» **Fragmento citado**:
════

Esta mujer no tenía piedad por esos seres indefensos, muchos fueron asesinados, descuartizados y arrojados al inodoro, en algunas ocasiones el drenaje llegó a taparse, pero compró el silencio del plomero.
Mientras más mataba se volvía más cruel y sanguinaria, amordazaba a los niños y los destazaba vivos. Les cortaba primero las piernas, después los brazos, y finalmente los decapitaba, les extraía los ojos, los órganos internos y las vísceras para dárselos a su perro, pelaba los huesos y los quebraba, para finalmente envolverlos en papel periódico y llevárselos en costales a tirar en alguno de los lotes baldíos en las calles de la colonia Roma. La ropa la donaba a orfanatos.
En 1940, la policía descubrió restos de fetos, recién nacidos y niños pequeños en los basureros de colonia Roma. Sin embargo, un año después una denuncia ciudadana al periódico La Prensa, en el que anunciaba el hallazgo de “unas piernitas de niños” en el caño del domicilio marcado con el número 9 en la cerrada de Salamanca en dicha colonia, alertó a la policía sobre estos macabros hechos.
La dirección correspondía a una tienda. El dueño era un joven llamado Francisco Páez, éste narró que se habían tapado los caños del drenaje y, al mandar destaparlos, aparecieron huesos y trozos de carne descompuesta. Primero, el tendero pensó que se trataba de restos de animales como perro o gato, pero había trozos de algodón llenos de sangre y luego apareció un pequeño cráneo. Cuando el drenaje volvió a taparse llamó a unos albañiles, quienes encontraron trozos de cadáveres de niños, entre ellos dos piernas putrefactas pertenecientes a distintos cuerpos.
El reportero avisó a la policía y acudieron al departamento y entraron para registrar las habitaciones. En un buró hallaron una calavera humana. Había también velas, agujas, retratos de niños pequeños y ropa de bebé.
La policía se trasladó a la tienda de Felicitas, pero sólo encontraron a la dependienta y dijo que su patrona había salido muy temprano. Emprendieron la búsqueda y el 11 de abril detuvieron a Salvador Martínez Nieves, plomero y cómplice de la llamada “La ogra de la colonia Roma”, quien declaró que en varias ocasiones Felicitas contrató sus servicios para destapar la cañería.
Ese mismo día Felicitas fue capturada a bordo de un automóvil acompañada por su amante, Roberto Sánchez Salazar, quienes pretendían huir hacia Veracruz. Fue recluida el 26 de abril de 1941 por los delitos de asociación delictuosa, aborto, violación de las leyes de inhumación y responsabilidad clínica y médica.

════

» **Material mostrado**:
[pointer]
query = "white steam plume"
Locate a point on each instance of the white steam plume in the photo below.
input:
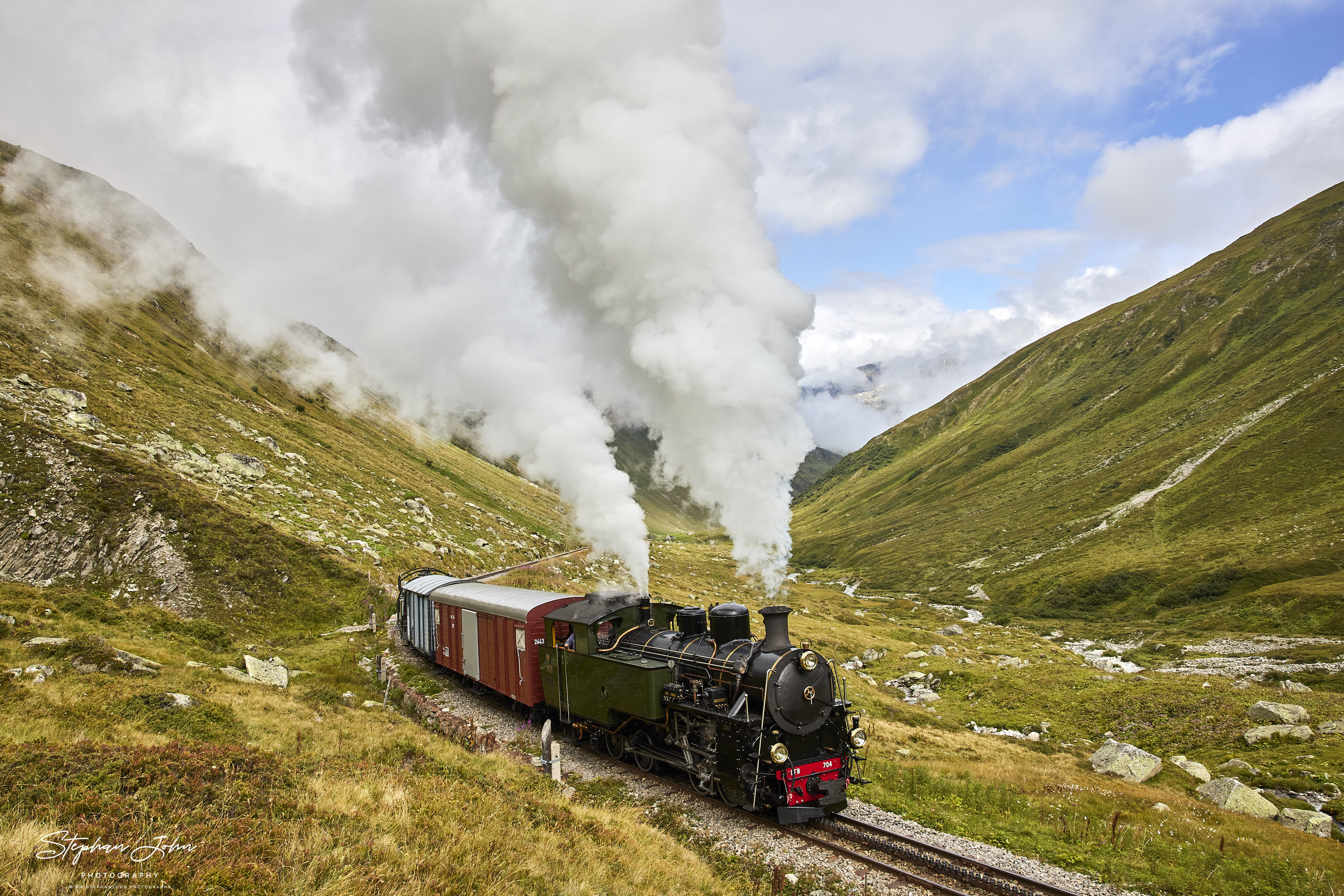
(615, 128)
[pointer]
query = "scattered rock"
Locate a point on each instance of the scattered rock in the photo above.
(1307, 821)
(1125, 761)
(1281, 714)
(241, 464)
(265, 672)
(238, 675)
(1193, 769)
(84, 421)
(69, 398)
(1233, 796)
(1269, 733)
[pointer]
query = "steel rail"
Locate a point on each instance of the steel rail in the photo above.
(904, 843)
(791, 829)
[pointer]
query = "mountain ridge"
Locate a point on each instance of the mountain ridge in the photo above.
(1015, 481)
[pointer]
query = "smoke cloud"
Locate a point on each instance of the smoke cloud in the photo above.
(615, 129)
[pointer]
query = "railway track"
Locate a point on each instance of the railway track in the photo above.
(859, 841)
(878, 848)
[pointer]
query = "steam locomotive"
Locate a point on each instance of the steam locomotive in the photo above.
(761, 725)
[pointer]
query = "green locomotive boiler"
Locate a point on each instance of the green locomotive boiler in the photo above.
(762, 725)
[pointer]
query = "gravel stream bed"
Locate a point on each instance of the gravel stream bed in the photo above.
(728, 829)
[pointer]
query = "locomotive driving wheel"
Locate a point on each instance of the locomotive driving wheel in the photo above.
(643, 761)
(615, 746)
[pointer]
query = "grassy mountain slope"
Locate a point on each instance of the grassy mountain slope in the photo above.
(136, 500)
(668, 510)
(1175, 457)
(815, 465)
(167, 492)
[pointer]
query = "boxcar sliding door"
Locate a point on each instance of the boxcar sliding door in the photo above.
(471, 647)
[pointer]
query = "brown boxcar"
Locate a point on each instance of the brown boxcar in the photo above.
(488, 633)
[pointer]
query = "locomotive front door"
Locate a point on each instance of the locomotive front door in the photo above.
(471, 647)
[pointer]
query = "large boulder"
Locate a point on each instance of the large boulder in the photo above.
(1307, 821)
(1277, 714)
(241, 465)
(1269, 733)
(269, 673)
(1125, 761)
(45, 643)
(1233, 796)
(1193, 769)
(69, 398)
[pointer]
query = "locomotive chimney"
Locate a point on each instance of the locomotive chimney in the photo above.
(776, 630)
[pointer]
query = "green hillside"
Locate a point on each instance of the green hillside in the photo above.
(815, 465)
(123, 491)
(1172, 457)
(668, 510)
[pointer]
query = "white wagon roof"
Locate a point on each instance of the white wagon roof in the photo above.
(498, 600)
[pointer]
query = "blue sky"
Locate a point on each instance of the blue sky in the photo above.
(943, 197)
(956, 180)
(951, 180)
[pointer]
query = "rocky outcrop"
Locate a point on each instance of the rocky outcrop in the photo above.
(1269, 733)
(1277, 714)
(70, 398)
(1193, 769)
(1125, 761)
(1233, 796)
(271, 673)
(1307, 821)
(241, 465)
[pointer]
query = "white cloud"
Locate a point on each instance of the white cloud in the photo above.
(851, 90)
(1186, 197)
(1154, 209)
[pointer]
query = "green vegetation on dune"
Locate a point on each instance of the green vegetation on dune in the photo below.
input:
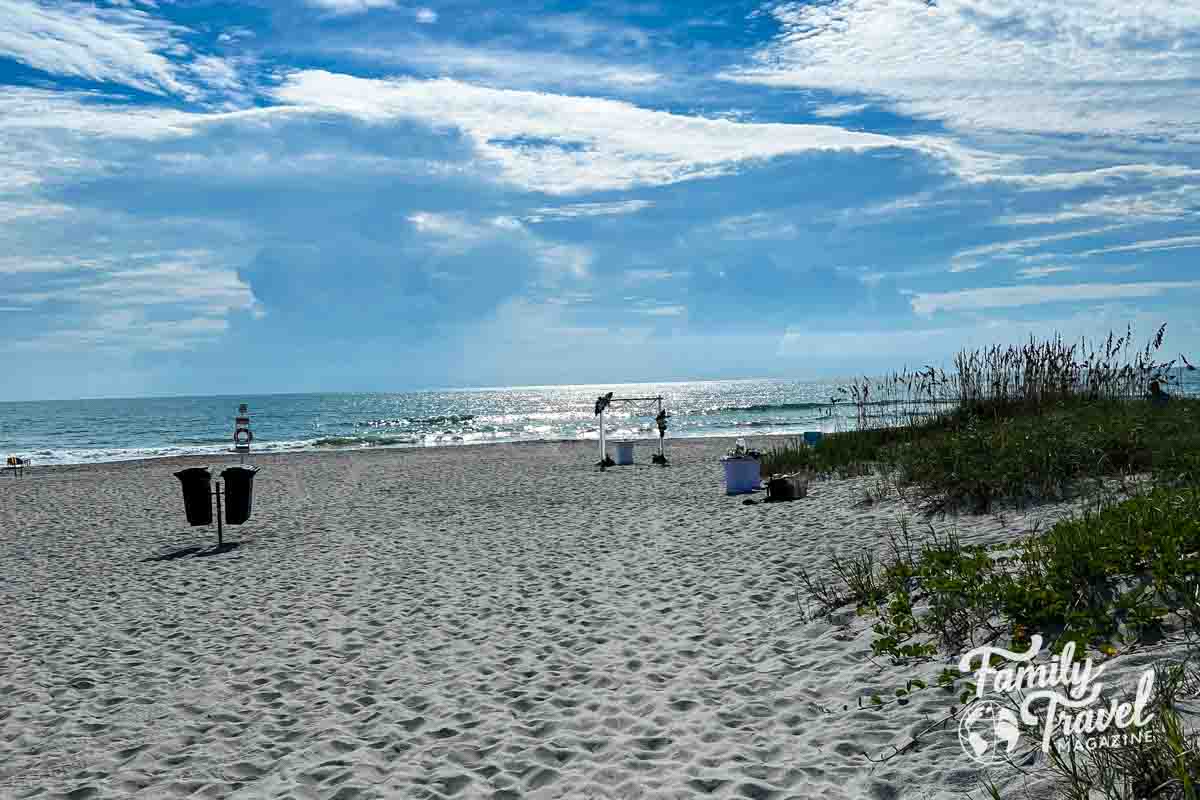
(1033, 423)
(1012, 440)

════

» **Tarea 1**: Reescribe el tramo del fragmento citado que va desde "El reportero avisó" hasta "ropa de bebé.", con "mueble" en lugar de "buró".
» **Tarea 2**: Según el fragmento citado, ¿en qué fecha fue detenido el plomero Salvador Martínez Nieves?
» **Tarea 3**: Indica si cada afirmación coincide con el fragmento citado y justifica tu respuesta con las palabras exactas del texto: (a) El dueño de la tienda se llamaba Francisco Páez. (b) Felicitas fue capturada sola dentro de su tienda. (c) Felicitas fue recluida el 26 de abril de 1941.
Los registros son un material aparte que no guarda relación con el fragmento.

» **Respuesta 1**:
El reportero avisó a la policía y acudieron al departamento y entraron para registrar las habitaciones. En un mueble hallaron una calavera humana. Había también velas, agujas, retratos de niños pequeños y ropa de bebé.

» **Respuesta 2**: El 11 de abril.

» **Respuesta 3**:
(a) Sí: "El dueño era un joven llamado Francisco Páez".
(b) No: "Felicitas fue capturada a bordo de un automóvil acompañada por su amante, Roberto Sánchez Salazar".
(c) Sí: "Fue recluida el 26 de abril de 1941".